» TASKS FOR THIS EXERCISE
1. In the Sarajevo Incident text, how many assassins lined the Archduke's route along the Appel Quay?
2. Output the section of the Sarajevo Incident text from "Sarajevo Incident, assassination" up to and including "World War I.".
3. Render this sentence from the Sarajevo Incident text in Spanish: "It seemed that the plot had failed, when chance took a hand."

--- TEXT Enclosed Below ---

Sarajevo Incident, assassination by Gavrilo Princip in Sarajevo on June 28, 1914, of Archduke Francis Ferdinand, heir apparent of the Austro-Hungarian Empire, and his wife, Sophie, Duchess of Hohenburg, precipitating World War I.

On June 28, 1914, Archduke Francis Ferdinand, who in his capacity as Inspector General of the Austro-Hungarian Army had been attending manoeuvres in Bosnia, paid an official visit to the capital, Sarajevo, in the company of his wife. Owing to a combination of parsimony, incompetence, and friction between General Oskar Potiorek, the Governor of Bosnia, and the authorities in Vienna, security measures for the visit—a guard of gendarmes, compared with the serried ranks of troops who had lined the streets during the visit of Emperor Francis Joseph I in 1910—were lamentably inadequate. Even so, of the seven assassins who lined the Archduke's route along the Appel Quay leading from the station to the town hall, only one—Čabrinović—managed to take action; but his bomb rolled off the Archduke's car to explode near the following car, wounding some members of the archducal suite. It seemed that the plot had failed, when chance took a hand. After his reception at the town hall, the Archduke changed his plans on the spur of the moment, deciding to visit wounded soldiers in hospital before proceeding to the city museum. Fatally, this information was not conveyed to the Archduke's chauffeur, who turned right from the Appel Quay in the direction of the museum, whereupon he was ordered to stop, reverse the car, and proceed along the quay. In the confusion, Princip, who chanced to be standing disconsolately at that very street corner, found himself suddenly confronted with the stationary archducal car at point-blank range. He fired blind, and killed both the Archduke and—instead of Potiorek—the Archduke's wife. Although the Austro-Hungarian investigating authorities could find no direct connection between the assassins and the Serbian authorities, Vienna decided, with German backing, that the survival of the Austro-Hungarian Empire in the ranks of the Great Powers demanded extirpation of South Slav terrorism by the reduction of Serbia to the status of an obedient satellite. This in turn seemed to St Petersburg to challenge the Great Power status of Russia as Serbia's protector, and World War I ensued.

--- End of Enclosed TEXT ---
--- DATA RECORDS Enclosed Below ---

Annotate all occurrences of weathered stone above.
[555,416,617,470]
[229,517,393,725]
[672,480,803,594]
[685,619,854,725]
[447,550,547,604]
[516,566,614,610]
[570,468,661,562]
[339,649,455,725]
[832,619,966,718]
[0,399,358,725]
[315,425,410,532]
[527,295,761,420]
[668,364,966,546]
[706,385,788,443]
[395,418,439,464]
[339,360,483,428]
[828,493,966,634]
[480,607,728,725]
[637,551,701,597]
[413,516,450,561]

--- End of Enclosed DATA RECORDS ---

» PROBLEM SOLUTIONS
1. Seven.

2.
Sarajevo Incident, assassination by Gavrilo Princip in Sarajevo on June 28, 1914, of Archduke Francis Ferdinand, heir apparent of the Austro-Hungarian Empire, and his wife, Sophie, Duchess of Hohenburg, precipitating World War I.

3. Parecía que el complot había fracasado, cuando intervino el azar.